### What needs to be done
Rewrite the lines starting at the beginning of the records and ending at the line that contains "pixel 62 91", replacing "cinder block" with "concrete block" and leaving everything else as it is. Give only those lines, and leave out the pictures.

___

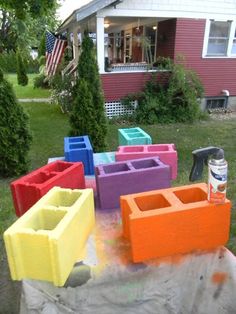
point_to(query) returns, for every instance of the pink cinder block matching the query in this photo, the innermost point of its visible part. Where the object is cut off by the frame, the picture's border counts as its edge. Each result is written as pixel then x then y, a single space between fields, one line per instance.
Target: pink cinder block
pixel 27 190
pixel 166 152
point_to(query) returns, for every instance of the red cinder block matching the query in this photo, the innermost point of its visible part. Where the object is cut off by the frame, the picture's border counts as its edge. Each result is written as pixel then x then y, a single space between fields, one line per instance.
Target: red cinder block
pixel 27 190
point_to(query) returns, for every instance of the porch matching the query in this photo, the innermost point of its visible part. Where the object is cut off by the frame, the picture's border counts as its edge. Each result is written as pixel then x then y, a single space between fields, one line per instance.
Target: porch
pixel 124 44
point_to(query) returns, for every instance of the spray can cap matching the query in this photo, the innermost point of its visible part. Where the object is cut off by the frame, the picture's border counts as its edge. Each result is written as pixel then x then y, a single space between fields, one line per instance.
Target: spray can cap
pixel 200 157
pixel 218 154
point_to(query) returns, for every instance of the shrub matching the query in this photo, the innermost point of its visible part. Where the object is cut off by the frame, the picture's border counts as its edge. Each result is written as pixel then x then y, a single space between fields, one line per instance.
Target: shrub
pixel 22 77
pixel 8 62
pixel 40 81
pixel 83 107
pixel 88 71
pixel 174 99
pixel 15 137
pixel 62 91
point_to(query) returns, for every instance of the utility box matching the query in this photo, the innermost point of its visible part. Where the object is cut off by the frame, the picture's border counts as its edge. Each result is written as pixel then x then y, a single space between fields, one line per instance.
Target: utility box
pixel 79 149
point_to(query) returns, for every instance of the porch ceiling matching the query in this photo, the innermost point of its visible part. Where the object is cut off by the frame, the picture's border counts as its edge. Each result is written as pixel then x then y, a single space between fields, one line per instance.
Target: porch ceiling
pixel 120 23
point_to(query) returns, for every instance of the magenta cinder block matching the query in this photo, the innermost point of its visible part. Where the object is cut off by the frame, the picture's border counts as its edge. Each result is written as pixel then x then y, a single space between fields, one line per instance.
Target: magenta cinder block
pixel 166 152
pixel 27 190
pixel 127 177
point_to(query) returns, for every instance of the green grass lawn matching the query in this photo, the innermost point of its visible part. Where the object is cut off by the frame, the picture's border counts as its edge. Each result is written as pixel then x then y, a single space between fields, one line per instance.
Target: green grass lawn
pixel 27 91
pixel 49 126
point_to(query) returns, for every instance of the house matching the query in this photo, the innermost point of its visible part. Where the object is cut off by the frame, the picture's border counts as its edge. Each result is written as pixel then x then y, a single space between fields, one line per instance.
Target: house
pixel 131 34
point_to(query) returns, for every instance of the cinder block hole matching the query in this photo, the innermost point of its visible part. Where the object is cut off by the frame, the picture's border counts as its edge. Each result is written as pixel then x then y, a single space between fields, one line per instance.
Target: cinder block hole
pixel 191 195
pixel 115 168
pixel 40 177
pixel 76 139
pixel 136 135
pixel 63 198
pixel 59 167
pixel 142 164
pixel 133 149
pixel 77 146
pixel 160 148
pixel 150 202
pixel 45 219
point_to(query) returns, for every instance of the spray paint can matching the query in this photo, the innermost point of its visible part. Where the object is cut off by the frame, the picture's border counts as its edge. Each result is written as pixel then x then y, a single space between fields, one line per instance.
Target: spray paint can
pixel 217 178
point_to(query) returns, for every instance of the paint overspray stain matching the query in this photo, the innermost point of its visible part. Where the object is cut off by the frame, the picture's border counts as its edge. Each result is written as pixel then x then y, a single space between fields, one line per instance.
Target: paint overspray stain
pixel 219 279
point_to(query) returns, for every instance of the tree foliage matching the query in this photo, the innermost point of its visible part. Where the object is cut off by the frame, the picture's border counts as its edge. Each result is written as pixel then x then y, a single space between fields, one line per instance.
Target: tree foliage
pixel 15 136
pixel 34 8
pixel 88 72
pixel 22 77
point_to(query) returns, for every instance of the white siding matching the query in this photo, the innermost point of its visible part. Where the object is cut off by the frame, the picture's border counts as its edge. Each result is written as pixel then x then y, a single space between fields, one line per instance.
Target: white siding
pixel 218 9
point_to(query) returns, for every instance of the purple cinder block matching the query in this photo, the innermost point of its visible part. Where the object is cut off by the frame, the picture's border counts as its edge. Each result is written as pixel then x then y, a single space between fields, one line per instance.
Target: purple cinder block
pixel 132 176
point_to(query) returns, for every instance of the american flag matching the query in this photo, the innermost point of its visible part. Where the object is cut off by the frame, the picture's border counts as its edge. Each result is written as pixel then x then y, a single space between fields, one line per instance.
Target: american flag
pixel 54 51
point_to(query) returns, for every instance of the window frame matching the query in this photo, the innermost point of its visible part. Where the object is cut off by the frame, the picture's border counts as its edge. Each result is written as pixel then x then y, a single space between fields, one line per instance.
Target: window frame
pixel 231 38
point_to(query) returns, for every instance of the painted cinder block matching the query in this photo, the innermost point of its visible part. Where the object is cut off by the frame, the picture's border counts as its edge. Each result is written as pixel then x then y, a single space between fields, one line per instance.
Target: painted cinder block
pixel 166 152
pixel 121 178
pixel 27 190
pixel 50 237
pixel 79 149
pixel 173 221
pixel 133 136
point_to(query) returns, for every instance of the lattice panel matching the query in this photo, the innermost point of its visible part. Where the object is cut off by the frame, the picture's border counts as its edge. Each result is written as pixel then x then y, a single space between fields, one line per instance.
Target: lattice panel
pixel 115 108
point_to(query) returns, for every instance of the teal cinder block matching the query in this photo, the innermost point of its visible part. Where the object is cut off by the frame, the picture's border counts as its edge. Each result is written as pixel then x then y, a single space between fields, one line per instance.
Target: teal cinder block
pixel 133 136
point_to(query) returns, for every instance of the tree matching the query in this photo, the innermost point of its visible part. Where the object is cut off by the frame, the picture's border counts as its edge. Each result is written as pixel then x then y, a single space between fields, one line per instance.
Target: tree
pixel 34 8
pixel 42 46
pixel 15 136
pixel 88 71
pixel 22 77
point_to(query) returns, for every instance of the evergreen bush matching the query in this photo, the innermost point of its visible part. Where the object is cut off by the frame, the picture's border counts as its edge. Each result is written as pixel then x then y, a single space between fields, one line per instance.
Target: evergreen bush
pixel 172 99
pixel 82 118
pixel 15 136
pixel 22 77
pixel 88 71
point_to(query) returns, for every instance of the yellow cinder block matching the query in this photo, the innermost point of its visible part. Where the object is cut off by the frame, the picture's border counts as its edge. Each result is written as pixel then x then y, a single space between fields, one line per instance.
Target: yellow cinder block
pixel 50 237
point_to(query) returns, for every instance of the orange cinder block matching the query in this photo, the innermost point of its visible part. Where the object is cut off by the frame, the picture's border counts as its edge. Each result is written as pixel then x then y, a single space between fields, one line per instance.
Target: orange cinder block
pixel 173 221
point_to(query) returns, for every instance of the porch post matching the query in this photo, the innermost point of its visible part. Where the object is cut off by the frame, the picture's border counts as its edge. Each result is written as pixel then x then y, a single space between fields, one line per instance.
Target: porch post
pixel 100 44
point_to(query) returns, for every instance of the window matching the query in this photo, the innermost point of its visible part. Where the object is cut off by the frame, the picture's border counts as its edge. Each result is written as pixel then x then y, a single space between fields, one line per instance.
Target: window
pixel 220 39
pixel 233 51
pixel 216 104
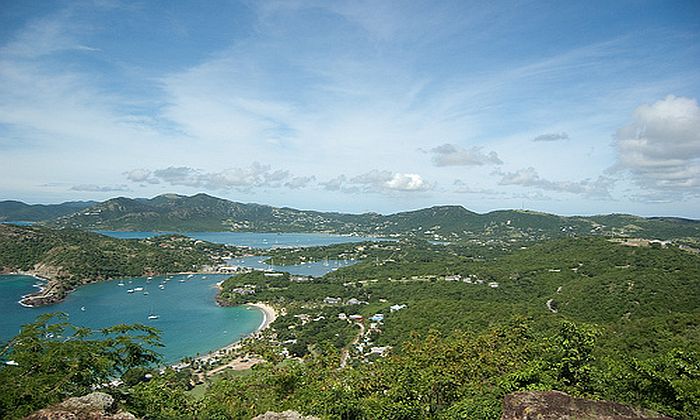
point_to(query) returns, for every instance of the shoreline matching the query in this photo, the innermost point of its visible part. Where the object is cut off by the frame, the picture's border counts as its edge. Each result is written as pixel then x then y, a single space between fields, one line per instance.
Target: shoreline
pixel 48 297
pixel 269 316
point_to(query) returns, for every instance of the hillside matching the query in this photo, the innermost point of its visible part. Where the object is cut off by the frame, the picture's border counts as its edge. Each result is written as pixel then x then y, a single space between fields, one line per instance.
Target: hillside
pixel 428 331
pixel 69 258
pixel 11 210
pixel 202 212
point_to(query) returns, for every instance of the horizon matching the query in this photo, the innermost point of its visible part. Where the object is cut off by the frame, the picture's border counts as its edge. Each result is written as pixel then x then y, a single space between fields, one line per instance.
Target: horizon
pixel 364 212
pixel 355 107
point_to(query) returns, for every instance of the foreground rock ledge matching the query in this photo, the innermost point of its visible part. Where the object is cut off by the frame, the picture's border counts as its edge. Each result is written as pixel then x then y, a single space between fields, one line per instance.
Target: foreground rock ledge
pixel 555 405
pixel 94 406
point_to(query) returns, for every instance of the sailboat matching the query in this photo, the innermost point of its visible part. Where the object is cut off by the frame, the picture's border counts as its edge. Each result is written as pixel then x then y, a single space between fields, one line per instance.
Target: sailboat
pixel 152 315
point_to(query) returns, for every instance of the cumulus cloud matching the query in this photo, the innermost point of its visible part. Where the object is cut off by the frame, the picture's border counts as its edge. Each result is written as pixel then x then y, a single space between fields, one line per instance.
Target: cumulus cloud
pixel 255 176
pixel 452 155
pixel 528 177
pixel 462 187
pixel 99 188
pixel 378 181
pixel 142 176
pixel 552 137
pixel 660 148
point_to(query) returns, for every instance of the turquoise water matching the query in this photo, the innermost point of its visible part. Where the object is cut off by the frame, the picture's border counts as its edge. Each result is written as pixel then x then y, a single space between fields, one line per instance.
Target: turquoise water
pixel 253 239
pixel 190 321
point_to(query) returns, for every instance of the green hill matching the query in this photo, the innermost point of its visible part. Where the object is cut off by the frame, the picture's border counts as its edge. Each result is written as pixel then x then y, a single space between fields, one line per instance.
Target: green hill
pixel 11 210
pixel 202 212
pixel 68 258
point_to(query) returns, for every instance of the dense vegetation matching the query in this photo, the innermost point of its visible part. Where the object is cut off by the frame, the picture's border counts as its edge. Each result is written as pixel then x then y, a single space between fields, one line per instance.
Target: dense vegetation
pixel 461 375
pixel 72 257
pixel 444 223
pixel 589 316
pixel 11 210
pixel 50 360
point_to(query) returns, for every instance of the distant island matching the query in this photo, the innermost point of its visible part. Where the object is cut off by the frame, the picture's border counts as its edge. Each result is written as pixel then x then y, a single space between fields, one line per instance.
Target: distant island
pixel 68 258
pixel 201 212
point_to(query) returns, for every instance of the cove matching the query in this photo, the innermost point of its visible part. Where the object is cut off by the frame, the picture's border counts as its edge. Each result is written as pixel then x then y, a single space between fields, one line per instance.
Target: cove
pixel 189 320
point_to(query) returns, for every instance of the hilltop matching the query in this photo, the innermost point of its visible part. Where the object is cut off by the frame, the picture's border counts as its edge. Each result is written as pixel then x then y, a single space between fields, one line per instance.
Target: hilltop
pixel 201 212
pixel 12 210
pixel 69 258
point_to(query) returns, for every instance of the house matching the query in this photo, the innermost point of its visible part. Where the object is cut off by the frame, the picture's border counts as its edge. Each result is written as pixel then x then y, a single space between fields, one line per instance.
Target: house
pixel 379 350
pixel 274 274
pixel 377 318
pixel 354 301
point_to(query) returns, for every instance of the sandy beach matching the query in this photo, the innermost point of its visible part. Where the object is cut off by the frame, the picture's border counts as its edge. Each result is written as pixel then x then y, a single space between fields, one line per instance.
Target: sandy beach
pixel 269 316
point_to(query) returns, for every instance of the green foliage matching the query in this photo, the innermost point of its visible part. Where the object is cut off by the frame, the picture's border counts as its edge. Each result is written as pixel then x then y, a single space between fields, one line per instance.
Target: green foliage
pixel 74 257
pixel 51 360
pixel 201 212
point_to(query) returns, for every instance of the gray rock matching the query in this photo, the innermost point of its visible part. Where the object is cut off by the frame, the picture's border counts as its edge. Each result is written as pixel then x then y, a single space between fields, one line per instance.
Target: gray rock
pixel 93 406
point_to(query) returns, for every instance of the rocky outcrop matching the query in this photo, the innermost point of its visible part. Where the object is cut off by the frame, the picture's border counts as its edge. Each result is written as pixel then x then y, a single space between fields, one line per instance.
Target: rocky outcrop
pixel 555 405
pixel 286 415
pixel 94 406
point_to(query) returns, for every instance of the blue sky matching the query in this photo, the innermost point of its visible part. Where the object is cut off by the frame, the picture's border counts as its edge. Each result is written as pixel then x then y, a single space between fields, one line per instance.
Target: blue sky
pixel 563 107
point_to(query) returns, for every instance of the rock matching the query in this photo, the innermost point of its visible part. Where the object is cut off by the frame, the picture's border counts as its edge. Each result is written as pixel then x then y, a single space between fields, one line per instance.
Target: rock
pixel 94 406
pixel 287 415
pixel 555 405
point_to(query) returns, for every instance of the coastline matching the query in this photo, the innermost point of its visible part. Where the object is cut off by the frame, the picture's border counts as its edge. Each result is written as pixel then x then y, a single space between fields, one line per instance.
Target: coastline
pixel 269 316
pixel 47 294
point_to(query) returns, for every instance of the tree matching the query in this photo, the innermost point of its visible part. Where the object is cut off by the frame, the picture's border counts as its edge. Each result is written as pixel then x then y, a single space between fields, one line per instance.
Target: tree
pixel 50 360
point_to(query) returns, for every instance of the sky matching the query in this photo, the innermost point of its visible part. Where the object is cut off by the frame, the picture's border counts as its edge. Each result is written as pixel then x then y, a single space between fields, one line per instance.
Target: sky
pixel 354 106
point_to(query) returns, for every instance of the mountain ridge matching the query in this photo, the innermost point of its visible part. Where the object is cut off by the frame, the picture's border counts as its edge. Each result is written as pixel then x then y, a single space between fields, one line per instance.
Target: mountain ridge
pixel 202 212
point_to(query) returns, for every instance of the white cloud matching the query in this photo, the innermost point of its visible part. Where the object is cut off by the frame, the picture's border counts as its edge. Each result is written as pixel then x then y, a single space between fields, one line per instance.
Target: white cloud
pixel 256 175
pixel 378 182
pixel 462 187
pixel 660 148
pixel 406 182
pixel 452 155
pixel 528 177
pixel 552 137
pixel 99 188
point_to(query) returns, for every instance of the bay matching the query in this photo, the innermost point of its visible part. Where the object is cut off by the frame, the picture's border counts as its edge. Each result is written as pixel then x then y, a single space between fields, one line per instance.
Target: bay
pixel 253 239
pixel 189 320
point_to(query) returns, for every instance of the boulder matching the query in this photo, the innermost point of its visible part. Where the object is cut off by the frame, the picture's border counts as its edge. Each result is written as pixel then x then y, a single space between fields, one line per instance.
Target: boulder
pixel 93 406
pixel 555 405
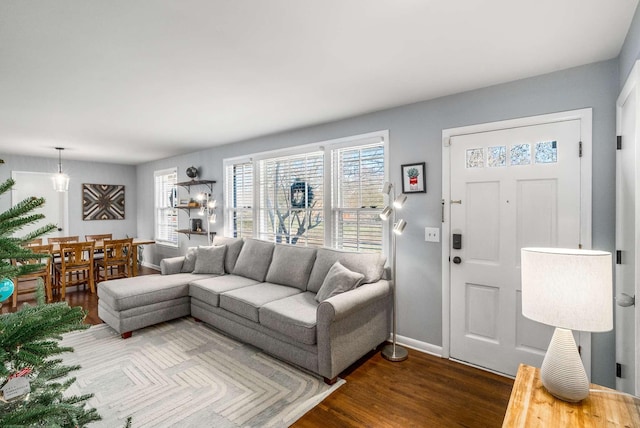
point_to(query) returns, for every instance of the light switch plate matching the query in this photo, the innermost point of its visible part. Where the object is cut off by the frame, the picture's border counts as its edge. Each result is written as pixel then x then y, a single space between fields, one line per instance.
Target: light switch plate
pixel 432 234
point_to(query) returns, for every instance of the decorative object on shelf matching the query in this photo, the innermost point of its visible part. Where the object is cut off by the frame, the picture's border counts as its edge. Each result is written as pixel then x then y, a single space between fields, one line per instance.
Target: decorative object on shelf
pixel 301 194
pixel 196 225
pixel 60 180
pixel 6 289
pixel 192 172
pixel 208 211
pixel 570 290
pixel 394 352
pixel 102 202
pixel 413 178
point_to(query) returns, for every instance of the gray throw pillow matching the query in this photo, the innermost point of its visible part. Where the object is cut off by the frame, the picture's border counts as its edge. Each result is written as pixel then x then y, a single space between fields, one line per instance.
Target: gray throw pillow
pixel 254 259
pixel 234 245
pixel 210 260
pixel 338 280
pixel 189 263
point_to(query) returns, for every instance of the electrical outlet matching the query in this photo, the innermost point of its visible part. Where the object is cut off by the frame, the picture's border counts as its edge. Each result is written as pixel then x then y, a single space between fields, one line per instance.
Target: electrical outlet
pixel 432 234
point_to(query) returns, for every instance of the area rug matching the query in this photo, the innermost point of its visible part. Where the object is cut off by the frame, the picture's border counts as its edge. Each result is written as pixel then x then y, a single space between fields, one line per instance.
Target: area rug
pixel 183 373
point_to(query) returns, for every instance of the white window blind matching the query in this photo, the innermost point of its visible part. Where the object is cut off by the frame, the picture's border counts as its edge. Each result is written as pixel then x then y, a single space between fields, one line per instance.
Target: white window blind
pixel 291 199
pixel 165 199
pixel 239 200
pixel 358 176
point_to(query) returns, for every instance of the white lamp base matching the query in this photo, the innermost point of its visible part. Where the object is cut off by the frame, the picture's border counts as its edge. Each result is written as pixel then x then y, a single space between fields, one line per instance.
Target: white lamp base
pixel 562 371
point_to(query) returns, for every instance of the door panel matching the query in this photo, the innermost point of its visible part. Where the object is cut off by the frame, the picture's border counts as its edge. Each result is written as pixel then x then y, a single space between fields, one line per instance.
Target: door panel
pixel 626 240
pixel 518 187
pixel 483 199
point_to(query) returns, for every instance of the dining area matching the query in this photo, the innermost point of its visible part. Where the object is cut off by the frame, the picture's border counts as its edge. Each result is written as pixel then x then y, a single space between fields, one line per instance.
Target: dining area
pixel 69 262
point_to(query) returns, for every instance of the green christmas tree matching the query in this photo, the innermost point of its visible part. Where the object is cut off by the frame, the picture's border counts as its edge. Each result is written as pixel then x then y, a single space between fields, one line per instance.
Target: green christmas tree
pixel 29 338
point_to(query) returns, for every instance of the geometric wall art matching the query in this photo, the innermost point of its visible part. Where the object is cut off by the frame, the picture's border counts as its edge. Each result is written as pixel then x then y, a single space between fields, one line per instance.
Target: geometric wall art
pixel 102 202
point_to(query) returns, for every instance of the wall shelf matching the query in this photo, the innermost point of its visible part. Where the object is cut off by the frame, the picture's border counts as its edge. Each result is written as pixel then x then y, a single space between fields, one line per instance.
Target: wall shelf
pixel 190 232
pixel 187 208
pixel 187 184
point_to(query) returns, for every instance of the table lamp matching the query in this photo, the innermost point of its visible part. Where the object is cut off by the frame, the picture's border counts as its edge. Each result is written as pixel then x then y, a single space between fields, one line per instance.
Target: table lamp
pixel 569 290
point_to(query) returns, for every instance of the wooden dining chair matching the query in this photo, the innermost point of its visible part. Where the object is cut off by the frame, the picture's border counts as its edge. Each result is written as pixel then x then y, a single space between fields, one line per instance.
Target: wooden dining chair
pixel 76 266
pixel 98 237
pixel 62 239
pixel 117 260
pixel 27 283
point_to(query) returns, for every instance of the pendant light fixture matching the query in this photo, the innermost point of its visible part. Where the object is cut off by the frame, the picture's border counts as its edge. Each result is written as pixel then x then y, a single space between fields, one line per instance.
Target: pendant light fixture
pixel 60 180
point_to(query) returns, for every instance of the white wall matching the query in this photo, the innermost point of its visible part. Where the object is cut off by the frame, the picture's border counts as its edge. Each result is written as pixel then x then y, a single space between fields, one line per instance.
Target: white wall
pixel 415 135
pixel 79 173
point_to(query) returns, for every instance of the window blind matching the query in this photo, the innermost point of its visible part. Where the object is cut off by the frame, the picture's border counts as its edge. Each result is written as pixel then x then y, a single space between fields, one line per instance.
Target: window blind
pixel 291 199
pixel 239 197
pixel 358 176
pixel 166 222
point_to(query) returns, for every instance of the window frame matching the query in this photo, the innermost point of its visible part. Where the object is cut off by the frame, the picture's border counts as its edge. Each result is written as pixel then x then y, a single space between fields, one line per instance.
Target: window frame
pixel 327 147
pixel 157 208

___

### The response
point_to(query) returns, for every instance of the pink concrete block matching the query in this photo, the innermost point of its visible part. Where the object is cut off by the frame, the picture's border counts as its edge. Each result is written as pixel then x then y, a single space between fields, one line per instance.
Target: pink concrete block
pixel 27 190
pixel 166 152
point_to(query) returns, for every instance of the red concrete block matching the query in this photo, the innermost point of its visible part. Where the object is cut off by the frame, the picture's border counts as its edge. Each result is written as pixel then x then y, a single space between fields, one line per instance.
Target: red concrete block
pixel 27 190
point_to(query) returns, for every instance of the porch matching the query in this photo, the innermost point of its visible part. Where the object is cut off by the frame, the picture's border counts as its edge. Each result is written as pixel then x then y, a single space between fields, one line per instance.
Target: porch
pixel 124 44
point_to(query) returns, for every instance of the spray can cap matching the query in this photo, the innermost point of its visible part. Where the object is cut off by the frame, the picture's border counts as its edge. Each result is written as pixel then x then y, a single space between fields, one line per instance.
Target: spray can cap
pixel 200 157
pixel 218 154
point_to(query) returns, for every instance of the shrub matching the query in this photo, the innermost point of its visible part. Where the object is cut off by the frame, the picture's border counts as its edge. Each result is written as pixel then x then y, a single space between fields, one line per instance.
Target: shrub
pixel 22 77
pixel 8 62
pixel 40 81
pixel 83 107
pixel 88 71
pixel 174 99
pixel 15 137
pixel 62 91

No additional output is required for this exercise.